▶ _Description of the task_: Your job is to write out each record precisely as it stands.

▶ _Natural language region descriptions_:
Start of Block

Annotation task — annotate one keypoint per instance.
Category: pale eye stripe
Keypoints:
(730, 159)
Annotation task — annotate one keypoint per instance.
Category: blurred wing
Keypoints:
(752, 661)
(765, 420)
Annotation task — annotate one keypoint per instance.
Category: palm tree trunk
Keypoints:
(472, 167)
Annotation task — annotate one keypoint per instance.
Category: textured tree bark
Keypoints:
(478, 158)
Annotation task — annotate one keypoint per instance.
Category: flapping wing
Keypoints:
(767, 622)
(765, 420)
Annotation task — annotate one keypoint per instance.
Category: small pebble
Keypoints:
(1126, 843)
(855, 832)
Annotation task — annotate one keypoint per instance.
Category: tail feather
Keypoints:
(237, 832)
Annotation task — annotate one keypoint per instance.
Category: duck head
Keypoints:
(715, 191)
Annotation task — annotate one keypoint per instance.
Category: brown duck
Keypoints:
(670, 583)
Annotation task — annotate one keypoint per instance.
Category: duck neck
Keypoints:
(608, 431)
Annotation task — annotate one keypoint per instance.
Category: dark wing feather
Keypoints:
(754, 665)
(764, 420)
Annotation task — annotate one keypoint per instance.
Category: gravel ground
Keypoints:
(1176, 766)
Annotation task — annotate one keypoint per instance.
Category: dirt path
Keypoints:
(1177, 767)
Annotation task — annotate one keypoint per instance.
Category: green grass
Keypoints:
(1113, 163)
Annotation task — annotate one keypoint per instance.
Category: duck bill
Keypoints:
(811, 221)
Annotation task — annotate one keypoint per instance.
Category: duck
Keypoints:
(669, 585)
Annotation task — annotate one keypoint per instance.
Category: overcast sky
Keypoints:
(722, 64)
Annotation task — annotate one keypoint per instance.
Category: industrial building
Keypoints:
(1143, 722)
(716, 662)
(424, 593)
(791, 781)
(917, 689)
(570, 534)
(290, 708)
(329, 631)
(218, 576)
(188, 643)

End of Block

▶ _Answer_:
Annotation task — annotate one keypoint per instance.
Category: pale eye stripe
Keypoints:
(730, 159)
Annotation task — annotate one keypoint per instance.
Category: blurred wing
Keypoints:
(752, 661)
(765, 420)
Annotation task — annotate one keypoint per instance.
Category: palm tree trunk
Keypoints:
(472, 167)
Annotation task — annotate one keypoint per instance.
Category: textured tree bark
Keypoints:
(478, 158)
Annotation task — annotate one keypoint per instance.
Category: flapping wing
Keypoints:
(767, 622)
(765, 420)
Annotation task — annotate one keypoint per instance.
Category: small pebble
Keypoints:
(1126, 843)
(855, 832)
Annotation task — annotate one keypoint per instance.
Category: tail feather
Keypoints:
(237, 832)
Annotation task — annotate one keypoint per instance.
Category: duck head
Keypoints:
(715, 191)
Annotation task — annotate one keypoint per instance.
Category: brown duck
Keypoints:
(670, 583)
Annotation task — annotate one keypoint per instance.
Category: duck neck
Keypoints:
(608, 431)
Annotation task — annotate one keypoint per instance.
Category: dark wing feather
Keypoints:
(754, 665)
(764, 420)
Annotation task — annotate one keypoint per instance.
Category: gravel ground
Keypoints:
(1176, 766)
Annotation task — annotate one keypoint per instance.
Category: dirt path
Keypoints:
(1177, 767)
Annotation task — annotate one keypoint per instance.
Category: green grass
Keypoints:
(1113, 163)
Annotation task — annotate one keypoint per instance.
Category: duck bill
Keypoints:
(811, 221)
Annotation task — annotate one keypoint per instance.
Category: duck
Keypoints:
(669, 585)
Annotation task — annotate one keypoint per instance.
Category: overcast sky
Keypoints:
(722, 64)
Annotation task — annotate one keypoint per instance.
Category: industrial building
Keypoints:
(1143, 722)
(716, 662)
(424, 593)
(791, 781)
(917, 689)
(570, 534)
(290, 708)
(329, 631)
(218, 576)
(188, 643)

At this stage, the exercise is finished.